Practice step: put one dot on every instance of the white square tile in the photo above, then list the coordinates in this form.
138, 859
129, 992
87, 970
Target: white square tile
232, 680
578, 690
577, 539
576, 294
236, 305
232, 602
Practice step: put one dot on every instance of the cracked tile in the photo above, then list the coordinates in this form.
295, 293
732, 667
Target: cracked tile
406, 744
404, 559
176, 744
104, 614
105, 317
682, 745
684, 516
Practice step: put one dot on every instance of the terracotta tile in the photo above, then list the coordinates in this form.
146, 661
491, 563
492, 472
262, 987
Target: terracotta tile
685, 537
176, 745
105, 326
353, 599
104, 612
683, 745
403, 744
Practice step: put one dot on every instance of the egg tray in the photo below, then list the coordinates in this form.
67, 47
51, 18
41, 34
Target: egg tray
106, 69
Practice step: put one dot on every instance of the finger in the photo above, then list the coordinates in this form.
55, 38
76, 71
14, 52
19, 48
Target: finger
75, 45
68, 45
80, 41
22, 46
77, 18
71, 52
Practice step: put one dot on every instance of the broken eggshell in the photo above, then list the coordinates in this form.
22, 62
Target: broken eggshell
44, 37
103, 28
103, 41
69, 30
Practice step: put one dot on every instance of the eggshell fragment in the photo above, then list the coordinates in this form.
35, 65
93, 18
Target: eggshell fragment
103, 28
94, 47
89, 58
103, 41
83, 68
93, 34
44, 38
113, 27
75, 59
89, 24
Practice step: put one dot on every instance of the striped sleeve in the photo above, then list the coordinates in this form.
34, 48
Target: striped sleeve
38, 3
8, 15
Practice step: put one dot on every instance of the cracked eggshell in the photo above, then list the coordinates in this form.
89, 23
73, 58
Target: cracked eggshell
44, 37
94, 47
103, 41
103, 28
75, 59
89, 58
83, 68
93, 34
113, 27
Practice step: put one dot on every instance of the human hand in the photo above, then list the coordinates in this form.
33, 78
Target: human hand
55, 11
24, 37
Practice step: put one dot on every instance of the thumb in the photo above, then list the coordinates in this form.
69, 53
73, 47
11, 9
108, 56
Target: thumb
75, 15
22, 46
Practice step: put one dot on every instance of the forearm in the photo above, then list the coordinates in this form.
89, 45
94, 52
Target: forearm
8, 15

** What you will do **
Turn every line of the entries above into one numbered list, and leave out any blank lines.

** Result for this exercise **
1. Practice step: put one dot on every instance of the white square tile in the photo above, then list the coordinates in this form.
2. 138, 859
3. 129, 992
4. 87, 970
5. Target: white square tile
6. 232, 680
7. 578, 690
8. 577, 539
9. 576, 294
10. 236, 305
11. 232, 602
12. Practice step: put one dot on every instance of the cracked tile in the photo above, then list the coordinates in this form.
13. 295, 293
14. 732, 667
15. Target: cracked tile
16. 406, 744
17. 404, 559
18. 176, 744
19. 104, 614
20. 105, 317
21. 682, 745
22. 684, 516
23. Practice step: put one dot on every instance of the terracotta tile in the photo above, then list the coordinates in this form.
24. 146, 661
25. 491, 563
26. 492, 472
27. 262, 987
28. Target: terracotta tile
29. 685, 537
30. 176, 745
31. 105, 326
32. 353, 599
33. 104, 612
34. 683, 745
35. 403, 744
36. Practice step: put one dot on every instance of the egg tray in the photo below, then list the coordinates in this form.
37. 67, 47
38. 51, 18
39. 41, 34
40. Target: egg tray
41. 106, 69
42. Practice step: put one dot on every instance of the finger in the photo above, then list the coordinates in this form.
43. 55, 38
44. 76, 71
45. 14, 52
46. 19, 48
47. Target: finger
48. 75, 45
49. 68, 45
50. 80, 41
51. 22, 46
52. 77, 18
53. 71, 52
54. Practice step: put one dot on every instance of the broken eggshell in the photo above, then list the coordinates in this form.
55. 22, 62
56. Target: broken eggshell
57. 44, 37
58. 103, 28
59. 103, 41
60. 69, 30
61. Practice step: put one dot on every instance of the eggshell fragment in the photo above, then list the coordinates in this form.
62. 35, 65
63. 93, 18
64. Target: eggshell fragment
65. 103, 28
66. 94, 47
67. 89, 58
68. 103, 41
69. 83, 68
70. 93, 34
71. 44, 38
72. 113, 27
73. 75, 59
74. 89, 24
75. Practice step: put one dot on every instance of the striped sleeve in the photo above, then list the coordinates in this form.
76. 34, 48
77. Target: striped sleeve
78. 38, 3
79. 8, 15
80. Practice step: put one dot on every instance of the cracked eggshell in the photo above, then list the coordinates in this form.
81. 89, 23
82. 73, 58
83. Target: cracked eggshell
84. 44, 37
85. 94, 47
86. 103, 41
87. 103, 28
88. 75, 59
89. 89, 58
90. 83, 68
91. 93, 34
92. 113, 27
93. Practice step: put one dot on every instance of the human hand in the photo above, then list the coordinates in this form.
94. 33, 78
95. Target: human hand
96. 55, 11
97. 24, 37
98. Practice step: put one dot on every instance of the thumb in the photo above, then list the coordinates in this form.
99. 69, 53
100. 73, 47
101. 11, 9
102. 108, 56
103. Target: thumb
104. 75, 15
105. 22, 46
106. Practice step: put one dot on every instance of the forearm in the photo above, then list the coordinates in this form.
107. 89, 45
108. 94, 52
109. Target: forearm
110. 8, 15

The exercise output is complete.